| WORK TO BE COMPLETED |
Repeat all of the material exactly as given.

_____

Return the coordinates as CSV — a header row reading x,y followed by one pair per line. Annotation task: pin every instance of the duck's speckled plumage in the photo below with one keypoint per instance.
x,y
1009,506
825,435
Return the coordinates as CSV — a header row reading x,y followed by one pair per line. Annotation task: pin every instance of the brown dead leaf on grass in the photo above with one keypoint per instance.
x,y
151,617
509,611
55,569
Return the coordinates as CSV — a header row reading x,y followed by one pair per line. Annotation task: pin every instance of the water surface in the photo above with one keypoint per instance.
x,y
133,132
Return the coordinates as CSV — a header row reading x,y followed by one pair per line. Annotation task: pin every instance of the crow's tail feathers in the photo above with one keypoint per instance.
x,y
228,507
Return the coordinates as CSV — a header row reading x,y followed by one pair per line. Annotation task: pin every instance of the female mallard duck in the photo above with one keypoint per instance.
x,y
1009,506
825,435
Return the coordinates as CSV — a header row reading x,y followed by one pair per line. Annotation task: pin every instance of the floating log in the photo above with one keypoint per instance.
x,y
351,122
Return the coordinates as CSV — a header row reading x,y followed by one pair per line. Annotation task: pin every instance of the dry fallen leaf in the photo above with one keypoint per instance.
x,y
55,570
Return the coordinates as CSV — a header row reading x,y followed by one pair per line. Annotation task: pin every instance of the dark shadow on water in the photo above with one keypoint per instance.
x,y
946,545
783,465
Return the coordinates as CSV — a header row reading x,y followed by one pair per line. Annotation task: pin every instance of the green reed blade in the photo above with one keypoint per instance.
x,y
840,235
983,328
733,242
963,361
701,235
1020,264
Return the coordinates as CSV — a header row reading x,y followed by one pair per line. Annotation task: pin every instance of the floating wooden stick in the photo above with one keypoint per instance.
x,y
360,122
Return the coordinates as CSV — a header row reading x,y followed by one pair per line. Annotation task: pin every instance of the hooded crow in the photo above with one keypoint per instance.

_____

| TASK RESPONSE |
Return the coordinates as CSV — a header row reading x,y followed by one pair per line. Annotation task: pin every instance of the duck's speckled plumage in the photo below with one keypoint per instance.
x,y
1009,506
825,435
Return the coordinates as CSV — a header row reading x,y followed by one pair per line. Annotation task: pin every instance of the brown dead leaf on grass in the photo above with one keypoint per instance.
x,y
151,617
509,611
55,569
Return the coordinates as CSV — a header row reading x,y followed by one pair per line. Annotation task: pin every instance of the water surface in the photo above with one keypoint per instance.
x,y
133,132
Return the coordinates as CSV — a header row reading x,y followed by one pair per line. Annotation task: pin every instance of the crow's tail feathers in the photo above with one keypoint per instance.
x,y
228,507
Return the coordinates as CSV — a header row reading x,y followed by one pair per line. Annotation task: pin every instance of the female mallard duck in the photo above with one keypoint per instance.
x,y
1009,506
825,435
Return the coordinates as CSV — a header row reading x,y followed by one pair per line. Annotation task: pin every instance of the floating log in the photo above with one keypoint per instance.
x,y
351,122
Return the coordinates as CSV — a header row reading x,y followed by one pair per line. Annotation task: pin every instance of the dry fallen leaf in the photo above with one keypoint per instance.
x,y
55,570
Return the coordinates as CSV — a header row reading x,y followed by one pair per line. Annotation task: pin every instance of the dark shadow on water in the photo above with one keypoint per instance.
x,y
946,545
783,465
Return the coordinates as CSV — a header row reading x,y followed by one pair per line. Annotation task: pin every instance of the green reed blade in the photo above with one keypoint per instance.
x,y
840,235
983,328
733,242
963,361
701,235
1020,264
Return the coordinates as CSV — a header row reading x,y followed by one pair per line. Annotation task: pin every instance of the floating wooden stick in the photo above with one keypoint per instance.
x,y
360,122
Return the coordinates as CSV — a header row reading x,y followed by one pair per line. Annotation task: pin every instance of the hooded crow in the photo above with one keypoint per instance.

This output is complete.